• THE TASK:
Gather and copy out every line of the listing below that contains the string "lakebed". Case counts.

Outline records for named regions

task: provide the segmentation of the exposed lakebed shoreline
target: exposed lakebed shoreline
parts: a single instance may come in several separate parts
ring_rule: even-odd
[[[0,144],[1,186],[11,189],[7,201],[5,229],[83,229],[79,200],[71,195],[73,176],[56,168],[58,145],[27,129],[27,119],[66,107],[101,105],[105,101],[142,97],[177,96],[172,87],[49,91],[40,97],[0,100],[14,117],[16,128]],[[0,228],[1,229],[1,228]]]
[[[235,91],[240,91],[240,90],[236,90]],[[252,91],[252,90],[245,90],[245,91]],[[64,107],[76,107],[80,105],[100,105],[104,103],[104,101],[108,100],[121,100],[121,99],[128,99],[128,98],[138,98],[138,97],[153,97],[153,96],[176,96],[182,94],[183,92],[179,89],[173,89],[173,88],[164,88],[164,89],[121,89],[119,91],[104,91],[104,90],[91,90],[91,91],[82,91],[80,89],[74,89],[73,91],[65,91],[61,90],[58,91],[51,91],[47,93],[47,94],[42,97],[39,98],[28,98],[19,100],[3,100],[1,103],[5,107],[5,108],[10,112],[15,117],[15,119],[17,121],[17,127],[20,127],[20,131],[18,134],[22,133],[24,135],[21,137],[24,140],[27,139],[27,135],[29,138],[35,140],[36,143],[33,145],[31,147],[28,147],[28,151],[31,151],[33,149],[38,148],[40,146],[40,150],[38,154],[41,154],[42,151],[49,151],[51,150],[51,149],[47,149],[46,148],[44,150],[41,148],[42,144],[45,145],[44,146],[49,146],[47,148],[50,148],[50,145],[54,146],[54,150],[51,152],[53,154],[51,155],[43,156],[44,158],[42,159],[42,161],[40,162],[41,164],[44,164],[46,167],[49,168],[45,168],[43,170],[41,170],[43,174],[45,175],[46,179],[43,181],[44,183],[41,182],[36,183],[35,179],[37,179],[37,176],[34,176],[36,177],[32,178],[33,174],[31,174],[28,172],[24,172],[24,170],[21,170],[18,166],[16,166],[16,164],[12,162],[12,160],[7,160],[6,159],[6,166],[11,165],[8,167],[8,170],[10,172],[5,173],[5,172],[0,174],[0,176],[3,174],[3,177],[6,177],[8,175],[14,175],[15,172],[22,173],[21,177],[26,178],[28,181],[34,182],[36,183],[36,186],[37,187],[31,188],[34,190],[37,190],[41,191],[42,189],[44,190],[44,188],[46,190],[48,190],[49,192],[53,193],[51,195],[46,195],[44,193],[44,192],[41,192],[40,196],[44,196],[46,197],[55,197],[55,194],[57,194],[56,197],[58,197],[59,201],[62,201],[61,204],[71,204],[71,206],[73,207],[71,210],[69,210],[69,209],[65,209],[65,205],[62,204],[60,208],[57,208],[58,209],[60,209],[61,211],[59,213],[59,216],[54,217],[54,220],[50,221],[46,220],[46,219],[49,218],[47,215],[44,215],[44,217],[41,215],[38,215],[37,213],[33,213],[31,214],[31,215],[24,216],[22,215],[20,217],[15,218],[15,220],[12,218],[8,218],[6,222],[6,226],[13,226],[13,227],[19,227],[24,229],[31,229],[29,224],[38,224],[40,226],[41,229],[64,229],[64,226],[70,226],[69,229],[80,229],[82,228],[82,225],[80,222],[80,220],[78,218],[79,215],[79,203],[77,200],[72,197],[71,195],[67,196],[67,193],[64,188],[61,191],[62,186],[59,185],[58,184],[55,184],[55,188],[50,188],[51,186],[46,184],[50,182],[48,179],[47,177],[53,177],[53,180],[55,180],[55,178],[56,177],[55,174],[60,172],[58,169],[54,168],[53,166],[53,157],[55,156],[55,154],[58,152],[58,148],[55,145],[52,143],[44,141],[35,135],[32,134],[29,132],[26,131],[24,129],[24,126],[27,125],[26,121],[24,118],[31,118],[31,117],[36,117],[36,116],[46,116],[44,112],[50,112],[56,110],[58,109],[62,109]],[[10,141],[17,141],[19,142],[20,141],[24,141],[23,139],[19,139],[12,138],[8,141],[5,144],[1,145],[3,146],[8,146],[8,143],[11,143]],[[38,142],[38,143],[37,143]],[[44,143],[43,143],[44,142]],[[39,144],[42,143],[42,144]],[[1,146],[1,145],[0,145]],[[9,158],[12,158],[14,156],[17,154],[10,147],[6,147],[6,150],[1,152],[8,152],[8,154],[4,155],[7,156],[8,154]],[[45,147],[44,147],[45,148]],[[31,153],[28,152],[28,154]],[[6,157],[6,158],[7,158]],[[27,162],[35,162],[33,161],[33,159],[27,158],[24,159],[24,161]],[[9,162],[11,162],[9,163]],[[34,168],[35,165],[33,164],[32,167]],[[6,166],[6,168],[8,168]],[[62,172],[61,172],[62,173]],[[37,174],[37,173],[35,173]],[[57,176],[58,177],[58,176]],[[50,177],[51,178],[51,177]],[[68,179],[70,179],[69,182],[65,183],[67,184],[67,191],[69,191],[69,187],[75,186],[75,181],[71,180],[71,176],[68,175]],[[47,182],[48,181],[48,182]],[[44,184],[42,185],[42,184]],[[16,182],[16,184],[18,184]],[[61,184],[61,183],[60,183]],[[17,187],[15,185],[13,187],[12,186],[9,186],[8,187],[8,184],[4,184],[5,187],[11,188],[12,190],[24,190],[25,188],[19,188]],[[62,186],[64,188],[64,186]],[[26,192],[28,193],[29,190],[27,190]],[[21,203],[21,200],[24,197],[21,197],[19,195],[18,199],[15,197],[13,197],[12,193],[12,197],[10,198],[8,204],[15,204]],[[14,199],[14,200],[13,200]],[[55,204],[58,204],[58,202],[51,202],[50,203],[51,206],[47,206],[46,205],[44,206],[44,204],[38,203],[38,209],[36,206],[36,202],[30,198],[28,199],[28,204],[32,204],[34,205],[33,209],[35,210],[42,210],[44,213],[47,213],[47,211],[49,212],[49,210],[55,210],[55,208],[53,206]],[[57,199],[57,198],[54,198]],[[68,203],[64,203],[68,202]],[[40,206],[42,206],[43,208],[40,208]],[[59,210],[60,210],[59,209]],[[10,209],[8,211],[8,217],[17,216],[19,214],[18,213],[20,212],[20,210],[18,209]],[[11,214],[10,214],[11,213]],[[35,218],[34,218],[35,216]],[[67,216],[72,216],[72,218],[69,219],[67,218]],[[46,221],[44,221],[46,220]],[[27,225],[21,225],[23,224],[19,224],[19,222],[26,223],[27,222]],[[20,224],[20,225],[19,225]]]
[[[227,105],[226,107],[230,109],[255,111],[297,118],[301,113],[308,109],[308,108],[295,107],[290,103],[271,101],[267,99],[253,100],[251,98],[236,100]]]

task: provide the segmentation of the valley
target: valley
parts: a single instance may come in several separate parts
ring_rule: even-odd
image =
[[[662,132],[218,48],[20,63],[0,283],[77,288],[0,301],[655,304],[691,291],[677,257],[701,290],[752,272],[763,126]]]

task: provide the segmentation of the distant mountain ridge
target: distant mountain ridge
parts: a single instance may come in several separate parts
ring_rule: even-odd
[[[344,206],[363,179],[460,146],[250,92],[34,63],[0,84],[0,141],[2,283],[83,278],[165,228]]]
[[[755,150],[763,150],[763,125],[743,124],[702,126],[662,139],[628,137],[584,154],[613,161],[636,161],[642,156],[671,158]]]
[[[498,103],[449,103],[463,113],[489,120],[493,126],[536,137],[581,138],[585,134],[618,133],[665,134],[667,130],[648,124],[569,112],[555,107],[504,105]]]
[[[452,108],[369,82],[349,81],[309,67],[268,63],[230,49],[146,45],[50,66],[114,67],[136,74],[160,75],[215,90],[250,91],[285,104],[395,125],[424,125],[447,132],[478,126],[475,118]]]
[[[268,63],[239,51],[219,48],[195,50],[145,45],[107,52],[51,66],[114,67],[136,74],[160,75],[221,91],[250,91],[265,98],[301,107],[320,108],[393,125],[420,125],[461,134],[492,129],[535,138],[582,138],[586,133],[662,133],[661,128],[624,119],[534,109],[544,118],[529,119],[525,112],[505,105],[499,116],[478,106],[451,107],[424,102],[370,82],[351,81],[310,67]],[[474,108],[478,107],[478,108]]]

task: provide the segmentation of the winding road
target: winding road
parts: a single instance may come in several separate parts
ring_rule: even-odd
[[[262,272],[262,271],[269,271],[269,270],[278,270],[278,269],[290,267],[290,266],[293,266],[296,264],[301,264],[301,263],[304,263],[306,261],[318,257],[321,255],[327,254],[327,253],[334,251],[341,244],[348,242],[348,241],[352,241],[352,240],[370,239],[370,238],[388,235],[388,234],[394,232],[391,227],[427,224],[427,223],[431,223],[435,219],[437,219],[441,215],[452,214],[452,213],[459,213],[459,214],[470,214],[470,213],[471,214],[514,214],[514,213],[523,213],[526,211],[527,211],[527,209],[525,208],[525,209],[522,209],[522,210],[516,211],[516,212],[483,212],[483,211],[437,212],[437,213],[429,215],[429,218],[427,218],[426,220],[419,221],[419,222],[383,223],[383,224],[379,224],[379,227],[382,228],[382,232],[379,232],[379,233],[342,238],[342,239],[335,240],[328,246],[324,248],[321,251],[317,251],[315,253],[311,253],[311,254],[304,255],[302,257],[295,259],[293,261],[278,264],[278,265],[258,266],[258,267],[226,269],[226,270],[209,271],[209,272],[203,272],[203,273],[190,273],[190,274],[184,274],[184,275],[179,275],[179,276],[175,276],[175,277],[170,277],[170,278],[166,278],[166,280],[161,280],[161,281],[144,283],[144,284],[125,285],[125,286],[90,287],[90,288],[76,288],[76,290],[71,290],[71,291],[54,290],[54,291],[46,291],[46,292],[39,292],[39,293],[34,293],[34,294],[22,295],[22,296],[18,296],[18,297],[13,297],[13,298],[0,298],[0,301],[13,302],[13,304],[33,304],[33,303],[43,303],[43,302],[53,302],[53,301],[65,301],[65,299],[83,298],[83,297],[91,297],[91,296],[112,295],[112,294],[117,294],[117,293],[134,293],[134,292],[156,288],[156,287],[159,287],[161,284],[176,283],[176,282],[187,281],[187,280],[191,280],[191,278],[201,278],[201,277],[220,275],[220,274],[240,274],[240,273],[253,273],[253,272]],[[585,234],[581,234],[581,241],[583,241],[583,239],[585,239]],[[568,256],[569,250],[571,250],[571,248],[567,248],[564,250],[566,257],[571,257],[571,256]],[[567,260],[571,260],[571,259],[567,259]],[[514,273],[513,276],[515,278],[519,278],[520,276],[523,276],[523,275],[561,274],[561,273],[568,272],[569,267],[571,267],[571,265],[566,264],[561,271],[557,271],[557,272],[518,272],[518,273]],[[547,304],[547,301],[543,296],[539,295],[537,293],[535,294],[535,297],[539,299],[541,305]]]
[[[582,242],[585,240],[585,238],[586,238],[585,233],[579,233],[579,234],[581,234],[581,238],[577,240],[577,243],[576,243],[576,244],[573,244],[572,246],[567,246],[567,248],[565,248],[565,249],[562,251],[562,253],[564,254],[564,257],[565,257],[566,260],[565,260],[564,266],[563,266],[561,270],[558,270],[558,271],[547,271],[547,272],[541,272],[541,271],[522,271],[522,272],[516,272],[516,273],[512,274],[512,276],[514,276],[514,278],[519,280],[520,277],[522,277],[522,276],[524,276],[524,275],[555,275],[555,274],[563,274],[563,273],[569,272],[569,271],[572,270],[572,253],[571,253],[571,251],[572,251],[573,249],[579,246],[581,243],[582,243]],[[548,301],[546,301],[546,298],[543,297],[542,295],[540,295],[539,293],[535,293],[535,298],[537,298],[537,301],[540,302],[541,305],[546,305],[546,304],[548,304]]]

• THE RESPONSE:
task: provide the segmentation of the exposed lakebed shoreline
target: exposed lakebed shoreline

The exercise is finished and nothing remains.